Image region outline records
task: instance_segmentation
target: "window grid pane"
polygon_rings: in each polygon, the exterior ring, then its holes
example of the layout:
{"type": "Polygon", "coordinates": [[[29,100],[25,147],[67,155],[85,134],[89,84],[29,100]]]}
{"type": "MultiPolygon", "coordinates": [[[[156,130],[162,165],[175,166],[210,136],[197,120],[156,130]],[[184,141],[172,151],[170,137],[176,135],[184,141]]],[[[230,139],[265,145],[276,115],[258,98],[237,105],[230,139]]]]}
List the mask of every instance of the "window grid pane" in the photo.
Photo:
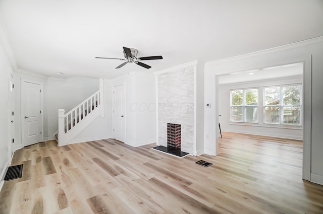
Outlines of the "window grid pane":
{"type": "Polygon", "coordinates": [[[243,101],[243,91],[235,90],[231,91],[231,105],[232,106],[242,105],[243,101]]]}
{"type": "Polygon", "coordinates": [[[279,106],[266,106],[264,107],[264,123],[268,124],[279,124],[279,106]]]}
{"type": "Polygon", "coordinates": [[[258,89],[246,90],[246,105],[258,105],[258,89]]]}
{"type": "Polygon", "coordinates": [[[243,122],[243,107],[234,106],[231,107],[231,121],[232,122],[243,122]]]}
{"type": "Polygon", "coordinates": [[[266,88],[264,89],[264,105],[279,105],[280,87],[266,88]]]}
{"type": "Polygon", "coordinates": [[[289,86],[283,87],[284,105],[300,105],[301,86],[289,86]]]}
{"type": "Polygon", "coordinates": [[[258,106],[246,106],[246,122],[258,122],[258,106]]]}
{"type": "Polygon", "coordinates": [[[258,89],[231,91],[231,121],[258,122],[258,89]]]}
{"type": "Polygon", "coordinates": [[[300,106],[283,107],[283,124],[285,125],[300,124],[300,106]]]}
{"type": "Polygon", "coordinates": [[[301,85],[264,88],[264,123],[300,125],[301,85]]]}

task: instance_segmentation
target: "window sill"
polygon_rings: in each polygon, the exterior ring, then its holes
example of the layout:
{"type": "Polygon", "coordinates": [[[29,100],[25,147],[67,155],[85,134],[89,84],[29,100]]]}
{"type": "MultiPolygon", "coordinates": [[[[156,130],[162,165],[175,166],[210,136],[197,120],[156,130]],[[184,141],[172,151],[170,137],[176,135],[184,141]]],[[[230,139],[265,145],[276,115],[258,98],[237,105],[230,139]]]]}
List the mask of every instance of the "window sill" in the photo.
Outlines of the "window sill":
{"type": "Polygon", "coordinates": [[[248,126],[255,126],[255,127],[263,127],[265,128],[286,128],[289,129],[296,129],[296,130],[303,130],[303,127],[302,126],[294,126],[291,125],[272,125],[267,124],[259,124],[259,123],[251,123],[246,122],[230,122],[229,125],[244,125],[248,126]]]}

• Instruction: Each line of the data should be quoted exactly, with pictures left out.

• Full answer:
task: instance_segmentation
target: "window grid pane"
polygon_rings: in each polygon, the exterior ring, then its holes
example of the layout:
{"type": "Polygon", "coordinates": [[[29,100],[25,147],[67,155],[85,134],[89,84],[29,100]]]}
{"type": "MultiPolygon", "coordinates": [[[[156,130],[162,165],[175,166],[210,136],[197,120],[156,130]],[[184,141],[172,151],[170,137],[176,135],[184,141]]],[[[230,139],[265,145],[276,115],[258,98],[237,105],[230,139]]]]}
List the mask of every instance of the "window grid pane" in the photo.
Photo:
Outlines of the "window grid pane":
{"type": "Polygon", "coordinates": [[[243,101],[243,91],[235,90],[231,91],[231,105],[232,106],[242,105],[243,101]]]}
{"type": "Polygon", "coordinates": [[[279,106],[266,106],[264,107],[264,123],[268,124],[279,124],[279,106]]]}
{"type": "Polygon", "coordinates": [[[258,89],[246,90],[246,105],[258,105],[258,89]]]}
{"type": "Polygon", "coordinates": [[[243,122],[243,107],[234,106],[231,107],[231,121],[232,122],[243,122]]]}
{"type": "Polygon", "coordinates": [[[266,88],[264,89],[264,105],[279,105],[280,87],[266,88]]]}
{"type": "Polygon", "coordinates": [[[289,86],[283,87],[284,105],[300,105],[301,86],[289,86]]]}
{"type": "Polygon", "coordinates": [[[258,106],[246,106],[246,122],[258,122],[258,106]]]}
{"type": "Polygon", "coordinates": [[[258,89],[231,91],[231,121],[258,122],[258,89]]]}
{"type": "Polygon", "coordinates": [[[300,106],[283,107],[283,124],[285,125],[300,124],[300,106]]]}
{"type": "Polygon", "coordinates": [[[301,85],[264,88],[264,123],[300,125],[301,85]]]}

task: instance_segmentation
target: "window sill"
polygon_rings: in each polygon, the exterior ring, then its holes
example of the layout:
{"type": "Polygon", "coordinates": [[[29,100],[25,147],[67,155],[85,134],[89,84],[29,100]]]}
{"type": "MultiPolygon", "coordinates": [[[[156,130],[162,165],[175,166],[210,136],[197,120],[156,130]],[[184,141],[172,151],[170,137],[176,135],[184,141]]],[[[230,139],[265,145],[276,115],[258,98],[237,105],[230,139]]]]}
List the mask of every instance of the "window sill" in the photo.
Outlines of the "window sill":
{"type": "Polygon", "coordinates": [[[248,126],[255,126],[255,127],[263,127],[265,128],[286,128],[289,129],[296,129],[296,130],[303,130],[303,127],[302,126],[294,126],[291,125],[272,125],[267,124],[259,124],[259,123],[251,123],[246,122],[230,122],[229,125],[244,125],[248,126]]]}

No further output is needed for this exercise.